= Records for this task =
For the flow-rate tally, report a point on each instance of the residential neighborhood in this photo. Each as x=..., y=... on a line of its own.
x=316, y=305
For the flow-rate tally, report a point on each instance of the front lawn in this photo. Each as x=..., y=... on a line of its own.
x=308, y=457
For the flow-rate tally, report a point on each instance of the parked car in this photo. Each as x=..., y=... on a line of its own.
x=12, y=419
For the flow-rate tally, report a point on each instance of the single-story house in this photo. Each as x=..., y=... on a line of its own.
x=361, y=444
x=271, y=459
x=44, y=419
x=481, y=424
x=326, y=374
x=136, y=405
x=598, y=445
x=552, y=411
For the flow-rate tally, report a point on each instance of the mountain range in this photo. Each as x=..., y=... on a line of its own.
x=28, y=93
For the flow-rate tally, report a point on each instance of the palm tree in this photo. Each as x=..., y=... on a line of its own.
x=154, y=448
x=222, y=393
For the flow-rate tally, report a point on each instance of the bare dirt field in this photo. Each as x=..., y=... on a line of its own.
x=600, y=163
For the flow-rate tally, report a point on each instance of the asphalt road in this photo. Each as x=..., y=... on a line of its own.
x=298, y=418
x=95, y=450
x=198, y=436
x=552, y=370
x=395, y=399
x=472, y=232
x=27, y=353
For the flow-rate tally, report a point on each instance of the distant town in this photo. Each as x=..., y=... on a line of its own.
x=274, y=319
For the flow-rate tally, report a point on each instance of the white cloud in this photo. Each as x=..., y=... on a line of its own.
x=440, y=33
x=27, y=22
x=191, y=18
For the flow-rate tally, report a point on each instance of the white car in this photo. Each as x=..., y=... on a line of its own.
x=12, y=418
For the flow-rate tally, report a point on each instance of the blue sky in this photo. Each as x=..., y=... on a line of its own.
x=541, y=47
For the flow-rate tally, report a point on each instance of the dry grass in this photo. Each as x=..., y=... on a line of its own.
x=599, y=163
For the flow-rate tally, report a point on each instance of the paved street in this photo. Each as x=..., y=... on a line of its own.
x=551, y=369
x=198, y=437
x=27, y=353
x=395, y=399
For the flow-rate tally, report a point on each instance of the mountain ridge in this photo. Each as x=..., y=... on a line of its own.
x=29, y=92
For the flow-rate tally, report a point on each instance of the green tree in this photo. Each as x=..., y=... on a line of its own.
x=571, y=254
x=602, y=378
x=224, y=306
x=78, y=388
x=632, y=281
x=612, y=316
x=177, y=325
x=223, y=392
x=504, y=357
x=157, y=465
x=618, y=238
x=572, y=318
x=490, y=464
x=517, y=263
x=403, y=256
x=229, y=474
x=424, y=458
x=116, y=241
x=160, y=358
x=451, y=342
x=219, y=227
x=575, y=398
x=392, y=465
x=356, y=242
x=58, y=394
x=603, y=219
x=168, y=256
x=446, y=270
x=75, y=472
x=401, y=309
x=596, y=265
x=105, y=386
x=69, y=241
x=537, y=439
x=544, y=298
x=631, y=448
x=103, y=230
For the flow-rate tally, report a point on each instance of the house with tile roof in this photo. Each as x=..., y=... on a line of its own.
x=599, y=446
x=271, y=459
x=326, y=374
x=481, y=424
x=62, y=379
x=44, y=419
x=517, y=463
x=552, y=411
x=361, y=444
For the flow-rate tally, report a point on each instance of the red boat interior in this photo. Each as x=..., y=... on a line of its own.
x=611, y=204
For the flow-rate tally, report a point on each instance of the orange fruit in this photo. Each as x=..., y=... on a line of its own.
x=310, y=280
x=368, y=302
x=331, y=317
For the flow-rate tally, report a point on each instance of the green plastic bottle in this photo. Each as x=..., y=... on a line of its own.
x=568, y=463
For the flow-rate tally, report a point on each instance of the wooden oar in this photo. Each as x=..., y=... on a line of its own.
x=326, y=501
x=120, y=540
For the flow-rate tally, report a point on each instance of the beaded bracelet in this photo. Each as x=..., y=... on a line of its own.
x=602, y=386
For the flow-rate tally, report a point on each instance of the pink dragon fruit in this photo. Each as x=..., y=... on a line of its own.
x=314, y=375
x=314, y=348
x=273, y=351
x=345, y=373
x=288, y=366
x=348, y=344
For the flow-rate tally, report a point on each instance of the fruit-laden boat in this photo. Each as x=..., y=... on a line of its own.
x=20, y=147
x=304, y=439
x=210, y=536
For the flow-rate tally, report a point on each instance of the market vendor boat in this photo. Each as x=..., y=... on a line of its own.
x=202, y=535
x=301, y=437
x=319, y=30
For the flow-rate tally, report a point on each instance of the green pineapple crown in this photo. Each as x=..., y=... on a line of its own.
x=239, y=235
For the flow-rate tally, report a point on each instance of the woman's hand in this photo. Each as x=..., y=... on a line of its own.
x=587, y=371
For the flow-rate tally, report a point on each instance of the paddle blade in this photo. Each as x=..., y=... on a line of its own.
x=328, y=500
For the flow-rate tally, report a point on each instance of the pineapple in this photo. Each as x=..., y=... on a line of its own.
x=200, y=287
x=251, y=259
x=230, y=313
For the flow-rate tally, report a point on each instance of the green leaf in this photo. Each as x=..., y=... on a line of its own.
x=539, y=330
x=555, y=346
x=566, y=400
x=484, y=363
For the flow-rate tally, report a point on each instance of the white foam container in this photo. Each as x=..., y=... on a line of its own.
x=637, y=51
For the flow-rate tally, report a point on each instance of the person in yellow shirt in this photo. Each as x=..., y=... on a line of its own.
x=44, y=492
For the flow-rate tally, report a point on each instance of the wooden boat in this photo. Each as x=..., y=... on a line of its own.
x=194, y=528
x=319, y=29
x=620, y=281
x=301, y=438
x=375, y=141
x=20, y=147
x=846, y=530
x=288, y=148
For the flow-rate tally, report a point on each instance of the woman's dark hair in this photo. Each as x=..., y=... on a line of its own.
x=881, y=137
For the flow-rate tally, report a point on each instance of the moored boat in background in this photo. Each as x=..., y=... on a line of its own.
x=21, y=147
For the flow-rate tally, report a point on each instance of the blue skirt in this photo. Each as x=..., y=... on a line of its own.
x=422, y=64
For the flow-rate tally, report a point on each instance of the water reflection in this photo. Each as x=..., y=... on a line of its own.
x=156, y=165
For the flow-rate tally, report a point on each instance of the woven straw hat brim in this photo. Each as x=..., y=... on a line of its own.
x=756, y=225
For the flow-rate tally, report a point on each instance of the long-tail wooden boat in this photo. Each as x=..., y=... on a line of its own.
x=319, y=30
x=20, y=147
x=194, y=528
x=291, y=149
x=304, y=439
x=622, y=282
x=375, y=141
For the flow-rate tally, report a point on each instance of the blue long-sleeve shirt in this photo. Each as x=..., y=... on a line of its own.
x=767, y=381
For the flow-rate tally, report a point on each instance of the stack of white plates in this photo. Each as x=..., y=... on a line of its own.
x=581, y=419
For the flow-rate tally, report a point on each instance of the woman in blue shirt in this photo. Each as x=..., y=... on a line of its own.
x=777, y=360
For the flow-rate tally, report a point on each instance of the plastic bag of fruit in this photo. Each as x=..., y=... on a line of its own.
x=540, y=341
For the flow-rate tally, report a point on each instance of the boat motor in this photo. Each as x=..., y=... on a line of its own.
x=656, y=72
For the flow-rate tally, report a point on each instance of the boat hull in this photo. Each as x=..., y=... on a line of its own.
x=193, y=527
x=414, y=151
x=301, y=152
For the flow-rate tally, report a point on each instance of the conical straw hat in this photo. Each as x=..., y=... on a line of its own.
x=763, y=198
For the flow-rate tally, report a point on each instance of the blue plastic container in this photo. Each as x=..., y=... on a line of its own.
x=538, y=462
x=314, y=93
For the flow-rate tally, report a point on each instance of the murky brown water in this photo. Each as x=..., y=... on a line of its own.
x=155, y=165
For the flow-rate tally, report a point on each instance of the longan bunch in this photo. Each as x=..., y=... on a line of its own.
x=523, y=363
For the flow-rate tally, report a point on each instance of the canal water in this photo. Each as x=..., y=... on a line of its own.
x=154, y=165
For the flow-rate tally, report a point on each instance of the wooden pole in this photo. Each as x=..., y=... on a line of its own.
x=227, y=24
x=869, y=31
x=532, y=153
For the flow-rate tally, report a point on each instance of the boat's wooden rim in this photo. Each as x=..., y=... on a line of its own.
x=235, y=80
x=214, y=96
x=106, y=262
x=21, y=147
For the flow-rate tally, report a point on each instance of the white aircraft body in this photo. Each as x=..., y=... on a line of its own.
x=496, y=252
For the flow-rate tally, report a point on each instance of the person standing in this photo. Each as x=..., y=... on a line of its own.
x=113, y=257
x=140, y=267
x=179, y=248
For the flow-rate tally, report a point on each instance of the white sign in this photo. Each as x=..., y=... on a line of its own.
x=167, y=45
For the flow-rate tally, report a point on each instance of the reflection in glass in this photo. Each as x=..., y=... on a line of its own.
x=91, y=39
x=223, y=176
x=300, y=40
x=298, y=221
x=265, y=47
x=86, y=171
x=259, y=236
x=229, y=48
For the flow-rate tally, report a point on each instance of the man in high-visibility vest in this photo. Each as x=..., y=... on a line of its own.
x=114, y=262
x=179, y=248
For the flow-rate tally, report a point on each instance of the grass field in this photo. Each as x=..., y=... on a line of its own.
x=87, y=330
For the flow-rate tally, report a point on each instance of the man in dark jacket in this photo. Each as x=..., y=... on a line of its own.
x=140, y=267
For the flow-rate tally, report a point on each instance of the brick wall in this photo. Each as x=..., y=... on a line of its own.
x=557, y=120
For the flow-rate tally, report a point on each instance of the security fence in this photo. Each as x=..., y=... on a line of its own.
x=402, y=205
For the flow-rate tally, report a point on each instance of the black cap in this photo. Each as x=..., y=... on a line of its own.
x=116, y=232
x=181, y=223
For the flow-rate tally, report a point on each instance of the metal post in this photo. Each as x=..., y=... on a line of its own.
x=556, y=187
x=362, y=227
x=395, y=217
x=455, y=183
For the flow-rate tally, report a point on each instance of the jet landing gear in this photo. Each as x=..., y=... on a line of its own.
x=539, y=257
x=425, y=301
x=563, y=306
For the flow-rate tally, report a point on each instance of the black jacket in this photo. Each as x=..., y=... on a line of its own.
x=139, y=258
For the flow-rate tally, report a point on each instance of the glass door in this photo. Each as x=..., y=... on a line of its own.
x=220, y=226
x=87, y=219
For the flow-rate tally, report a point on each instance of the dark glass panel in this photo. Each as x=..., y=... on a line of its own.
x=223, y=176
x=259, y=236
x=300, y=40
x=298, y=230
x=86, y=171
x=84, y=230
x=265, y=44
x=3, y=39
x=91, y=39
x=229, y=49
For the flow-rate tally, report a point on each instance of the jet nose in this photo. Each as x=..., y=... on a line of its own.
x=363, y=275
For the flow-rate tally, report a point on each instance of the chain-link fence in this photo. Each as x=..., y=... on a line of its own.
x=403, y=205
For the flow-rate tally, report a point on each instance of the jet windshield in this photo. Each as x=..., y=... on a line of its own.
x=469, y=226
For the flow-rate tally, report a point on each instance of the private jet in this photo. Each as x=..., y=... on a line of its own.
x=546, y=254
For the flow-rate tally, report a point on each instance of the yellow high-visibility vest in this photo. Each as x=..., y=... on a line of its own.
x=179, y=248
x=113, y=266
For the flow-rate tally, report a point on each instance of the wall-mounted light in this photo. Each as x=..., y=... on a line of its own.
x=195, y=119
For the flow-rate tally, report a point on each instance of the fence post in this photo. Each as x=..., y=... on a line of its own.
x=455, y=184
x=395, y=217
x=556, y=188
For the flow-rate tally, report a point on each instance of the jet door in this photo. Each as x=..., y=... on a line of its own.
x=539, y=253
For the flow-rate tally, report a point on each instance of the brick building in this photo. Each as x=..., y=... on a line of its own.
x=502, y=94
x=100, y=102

= Your goal =
Starting at the line that contains "the jet nose" and ending at the last line of the material, write out every line again, adding 66 to each x and y coordinate in the answers and keeping the request lines unchanged.

= Complete answer =
For the flow-rate tally, report a point on each instance of the jet nose in this photo. Each as x=..., y=... on a line of its own.
x=429, y=341
For the flow-rate tally, report a point on each instance of the chain-link fence in this photo. Each as x=..., y=... on a line of its own.
x=469, y=271
For the flow-rate tally, report a point on each instance of the jet windshield in this photo. Each as x=..., y=... on a line of its own.
x=535, y=292
For the flow-rate tally, report a point on each instance of the private jet in this photo. Each as x=..., y=... on a line of its own.
x=612, y=320
For the flow-rate tally, report a point on each instance of the yellow high-visibility vest in this photo. Each as x=..., y=... on a line of its own.
x=245, y=314
x=179, y=332
For the flow-rate tally, report a point on each instance of the wall-mounted light in this photo. Each as x=..., y=... on a line of its own.
x=261, y=185
For the flow-rate tally, report a point on each instance of the fence post in this photo. Each as x=..., y=... on a line of its own.
x=521, y=250
x=461, y=283
x=622, y=254
For the flow-rate tally, report a point on each instance of the jet door in this photo. Each as x=..., y=... on a line of its own.
x=605, y=319
For the flow-rate tally, report a point on each instance of the brick building in this photo. Each as x=..., y=... on a line of its own.
x=568, y=160
x=166, y=168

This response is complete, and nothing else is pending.